# Steering issue with Promaster 360



## b3522 (Sep 26, 2018)

rupp said:


> *Promaster 360*
> 
> Help, My hydraulic steering wanders left and right and it's very diffcult to mow straight.
> This is the only thing I don't like about my gravely. Is there a fix for this? Thanks Neil Rupp:


Did you ever get this Fixed? I have the issue with my Promaster 360d. I also have an issue with my steering wheel not coming back to center.


----------



## Hoodoo Valley (Nov 14, 2006)

Welcome to the forum! I bumped you out of that thread and gave you tour own thread so you have better exposure for someone to help you with your issue. Best of luck!


----------



## b3522 (Sep 26, 2018)

Hoodoo Valley said:


> Welcome to the forum! I bumped you out of that thread and gave you tour own thread so you have better exposure for someone to help you with your issue. Best of luck!


Thanks


----------



## RC Wells (Dec 26, 2008)

They use a Ross hydrostatic steering valve. Gravely sells a rebuild kit for that valve, should be Gravely part # 58900600, about $240 and freight. Verify the part number against your serial number with the dealer. Real common issue after they get some hours on them.


----------

* [The exercise]: In the forum thread above, condense the paragraph that begins "They use a Ross hydrostatic steering valve" into a short bulleted list that keeps its main facts.

* [Supplied records]:
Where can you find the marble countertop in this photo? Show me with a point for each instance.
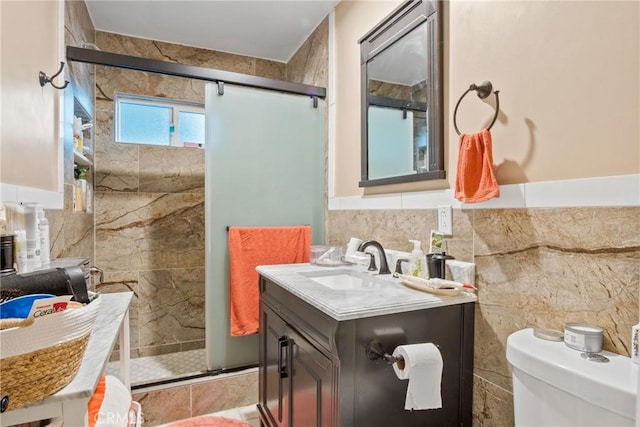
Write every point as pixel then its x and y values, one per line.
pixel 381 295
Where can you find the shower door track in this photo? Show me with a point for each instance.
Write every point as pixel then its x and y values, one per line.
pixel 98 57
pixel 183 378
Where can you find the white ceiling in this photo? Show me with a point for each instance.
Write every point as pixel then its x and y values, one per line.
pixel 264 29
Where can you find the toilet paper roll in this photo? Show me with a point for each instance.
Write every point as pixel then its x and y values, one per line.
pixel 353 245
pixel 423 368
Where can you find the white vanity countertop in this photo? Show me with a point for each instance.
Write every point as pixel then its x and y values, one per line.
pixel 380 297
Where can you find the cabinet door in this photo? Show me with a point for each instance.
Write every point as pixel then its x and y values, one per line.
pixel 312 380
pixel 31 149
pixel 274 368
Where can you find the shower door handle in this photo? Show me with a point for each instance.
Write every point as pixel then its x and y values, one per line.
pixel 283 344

==

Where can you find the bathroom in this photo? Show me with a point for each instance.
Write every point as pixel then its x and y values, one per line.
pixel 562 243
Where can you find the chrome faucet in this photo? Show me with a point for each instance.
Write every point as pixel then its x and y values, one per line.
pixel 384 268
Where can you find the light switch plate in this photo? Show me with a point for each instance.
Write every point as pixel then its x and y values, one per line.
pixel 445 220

--

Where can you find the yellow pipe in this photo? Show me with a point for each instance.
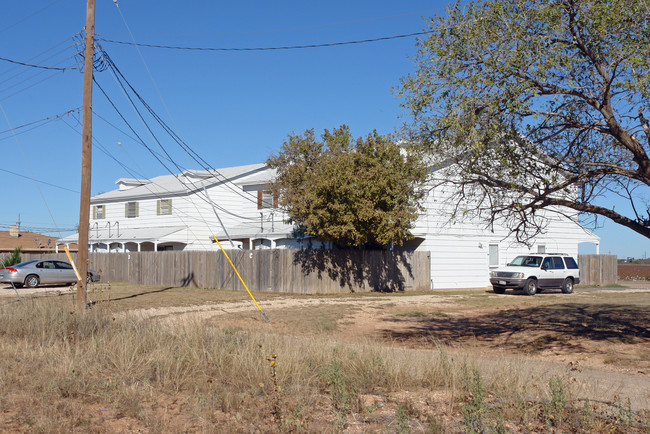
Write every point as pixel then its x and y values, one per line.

* [Problem solution]:
- The machines use a Ross hydrostatic steering valve.
- Gravely sells a rebuild kit for that valve, which should be part # 58900600, for about $240 plus freight.
- Check the part number against your serial number with the dealer.
- This is a very common issue once the machines have some hours on them.